# [Set problem]
Extract each line of the records below that contains the word "building", and list those lines in their original order.

# [Provided material]
------------------------------
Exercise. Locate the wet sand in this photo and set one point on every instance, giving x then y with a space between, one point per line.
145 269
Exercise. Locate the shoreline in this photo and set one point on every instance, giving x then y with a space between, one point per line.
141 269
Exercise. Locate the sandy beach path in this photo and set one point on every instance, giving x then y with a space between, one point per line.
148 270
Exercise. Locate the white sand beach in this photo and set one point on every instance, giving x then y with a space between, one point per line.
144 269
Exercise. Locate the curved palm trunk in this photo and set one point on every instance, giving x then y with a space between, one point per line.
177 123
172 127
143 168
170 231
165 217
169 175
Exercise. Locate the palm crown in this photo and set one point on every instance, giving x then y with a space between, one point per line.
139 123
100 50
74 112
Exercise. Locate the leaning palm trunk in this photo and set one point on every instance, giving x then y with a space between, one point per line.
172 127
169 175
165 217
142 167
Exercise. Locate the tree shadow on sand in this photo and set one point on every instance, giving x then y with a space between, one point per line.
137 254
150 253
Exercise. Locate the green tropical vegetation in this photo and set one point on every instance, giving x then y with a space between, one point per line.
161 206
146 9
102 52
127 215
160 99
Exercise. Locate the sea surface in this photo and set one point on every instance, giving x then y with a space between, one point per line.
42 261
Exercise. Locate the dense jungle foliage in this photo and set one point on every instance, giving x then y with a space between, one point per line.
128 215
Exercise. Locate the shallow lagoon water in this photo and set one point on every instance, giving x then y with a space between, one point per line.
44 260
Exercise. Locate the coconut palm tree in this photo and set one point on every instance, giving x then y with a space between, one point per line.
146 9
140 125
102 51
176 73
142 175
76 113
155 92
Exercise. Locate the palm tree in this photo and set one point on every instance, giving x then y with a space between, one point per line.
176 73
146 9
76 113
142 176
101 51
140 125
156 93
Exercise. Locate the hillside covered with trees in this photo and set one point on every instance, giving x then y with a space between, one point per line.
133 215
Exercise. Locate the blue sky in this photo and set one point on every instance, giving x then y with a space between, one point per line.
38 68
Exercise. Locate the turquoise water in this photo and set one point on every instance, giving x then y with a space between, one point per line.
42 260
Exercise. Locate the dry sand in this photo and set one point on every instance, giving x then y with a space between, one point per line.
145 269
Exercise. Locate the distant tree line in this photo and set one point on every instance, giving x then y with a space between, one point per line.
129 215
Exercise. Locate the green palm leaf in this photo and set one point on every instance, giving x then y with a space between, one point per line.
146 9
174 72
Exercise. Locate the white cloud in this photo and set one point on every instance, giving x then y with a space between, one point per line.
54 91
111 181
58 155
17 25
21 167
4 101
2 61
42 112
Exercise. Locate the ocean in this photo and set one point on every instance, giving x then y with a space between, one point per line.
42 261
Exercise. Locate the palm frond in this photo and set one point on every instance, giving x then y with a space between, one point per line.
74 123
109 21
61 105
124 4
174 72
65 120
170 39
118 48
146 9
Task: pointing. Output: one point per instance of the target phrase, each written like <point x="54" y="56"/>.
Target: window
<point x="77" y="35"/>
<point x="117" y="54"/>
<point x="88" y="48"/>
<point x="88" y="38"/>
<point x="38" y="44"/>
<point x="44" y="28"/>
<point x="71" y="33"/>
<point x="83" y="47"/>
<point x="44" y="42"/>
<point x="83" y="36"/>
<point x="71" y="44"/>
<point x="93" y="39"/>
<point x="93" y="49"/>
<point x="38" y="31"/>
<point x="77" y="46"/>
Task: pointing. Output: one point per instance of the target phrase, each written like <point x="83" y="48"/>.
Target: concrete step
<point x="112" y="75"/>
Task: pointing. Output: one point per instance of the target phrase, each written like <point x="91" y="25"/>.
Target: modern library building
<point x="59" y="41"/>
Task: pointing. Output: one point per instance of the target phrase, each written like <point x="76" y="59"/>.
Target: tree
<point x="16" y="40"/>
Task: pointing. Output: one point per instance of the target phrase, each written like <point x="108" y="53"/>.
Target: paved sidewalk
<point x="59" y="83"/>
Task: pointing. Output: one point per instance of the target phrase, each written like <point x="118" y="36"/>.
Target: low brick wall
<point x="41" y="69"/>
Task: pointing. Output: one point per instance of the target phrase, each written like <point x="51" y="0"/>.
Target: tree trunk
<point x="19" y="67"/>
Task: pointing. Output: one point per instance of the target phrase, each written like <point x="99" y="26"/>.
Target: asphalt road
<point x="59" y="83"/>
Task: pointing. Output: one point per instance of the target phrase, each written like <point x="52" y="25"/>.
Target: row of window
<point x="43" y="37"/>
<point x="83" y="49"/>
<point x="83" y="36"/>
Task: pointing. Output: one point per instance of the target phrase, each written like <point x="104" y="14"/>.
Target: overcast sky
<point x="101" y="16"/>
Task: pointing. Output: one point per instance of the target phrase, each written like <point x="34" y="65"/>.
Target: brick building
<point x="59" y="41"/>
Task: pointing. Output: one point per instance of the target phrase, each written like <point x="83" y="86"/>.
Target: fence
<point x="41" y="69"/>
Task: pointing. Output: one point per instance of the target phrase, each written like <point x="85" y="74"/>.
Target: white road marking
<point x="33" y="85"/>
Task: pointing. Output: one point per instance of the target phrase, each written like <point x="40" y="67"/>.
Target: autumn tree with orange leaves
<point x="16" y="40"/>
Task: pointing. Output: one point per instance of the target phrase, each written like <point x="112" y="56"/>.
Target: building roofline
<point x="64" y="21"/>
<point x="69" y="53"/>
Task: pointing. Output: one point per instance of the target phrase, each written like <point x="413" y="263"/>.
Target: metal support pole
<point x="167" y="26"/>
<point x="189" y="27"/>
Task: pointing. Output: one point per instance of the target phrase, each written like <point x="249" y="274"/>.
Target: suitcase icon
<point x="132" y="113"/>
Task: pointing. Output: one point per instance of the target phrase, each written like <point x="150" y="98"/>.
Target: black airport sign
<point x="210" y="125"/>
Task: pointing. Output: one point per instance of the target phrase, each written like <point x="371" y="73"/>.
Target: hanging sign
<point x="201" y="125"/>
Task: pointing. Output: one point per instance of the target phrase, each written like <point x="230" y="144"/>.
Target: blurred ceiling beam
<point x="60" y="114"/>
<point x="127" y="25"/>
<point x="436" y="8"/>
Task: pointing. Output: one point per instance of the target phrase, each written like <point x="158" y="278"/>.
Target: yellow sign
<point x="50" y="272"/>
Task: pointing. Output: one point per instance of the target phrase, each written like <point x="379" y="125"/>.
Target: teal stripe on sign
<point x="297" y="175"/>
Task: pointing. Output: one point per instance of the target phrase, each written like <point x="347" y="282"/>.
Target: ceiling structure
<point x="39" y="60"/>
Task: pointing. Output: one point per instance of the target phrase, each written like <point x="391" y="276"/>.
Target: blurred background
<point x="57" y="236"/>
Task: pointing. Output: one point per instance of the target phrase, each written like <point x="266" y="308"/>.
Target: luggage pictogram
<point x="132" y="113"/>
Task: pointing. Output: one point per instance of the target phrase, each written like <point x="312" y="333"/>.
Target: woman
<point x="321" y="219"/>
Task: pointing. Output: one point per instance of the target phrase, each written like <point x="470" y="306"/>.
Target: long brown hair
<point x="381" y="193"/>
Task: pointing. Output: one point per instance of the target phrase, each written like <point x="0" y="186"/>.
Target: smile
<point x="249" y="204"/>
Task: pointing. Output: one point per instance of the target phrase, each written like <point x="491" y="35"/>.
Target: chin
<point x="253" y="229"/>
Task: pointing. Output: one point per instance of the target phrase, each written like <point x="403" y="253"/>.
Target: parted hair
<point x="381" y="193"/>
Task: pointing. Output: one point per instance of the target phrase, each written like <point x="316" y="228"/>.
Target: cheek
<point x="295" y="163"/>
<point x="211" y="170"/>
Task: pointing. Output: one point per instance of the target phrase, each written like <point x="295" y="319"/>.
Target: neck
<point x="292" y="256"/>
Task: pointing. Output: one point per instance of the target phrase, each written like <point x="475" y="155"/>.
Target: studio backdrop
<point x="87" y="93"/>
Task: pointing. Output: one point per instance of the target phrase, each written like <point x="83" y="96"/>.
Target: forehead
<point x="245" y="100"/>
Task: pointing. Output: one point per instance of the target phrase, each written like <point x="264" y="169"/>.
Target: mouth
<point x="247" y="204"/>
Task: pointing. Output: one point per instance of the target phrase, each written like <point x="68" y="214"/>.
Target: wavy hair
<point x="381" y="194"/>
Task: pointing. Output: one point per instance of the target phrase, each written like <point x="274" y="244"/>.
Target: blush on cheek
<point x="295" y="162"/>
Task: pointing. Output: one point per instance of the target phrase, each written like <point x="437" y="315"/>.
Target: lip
------------------------------
# [Exercise response]
Target: modern library building
Target: brick building
Target: building roofline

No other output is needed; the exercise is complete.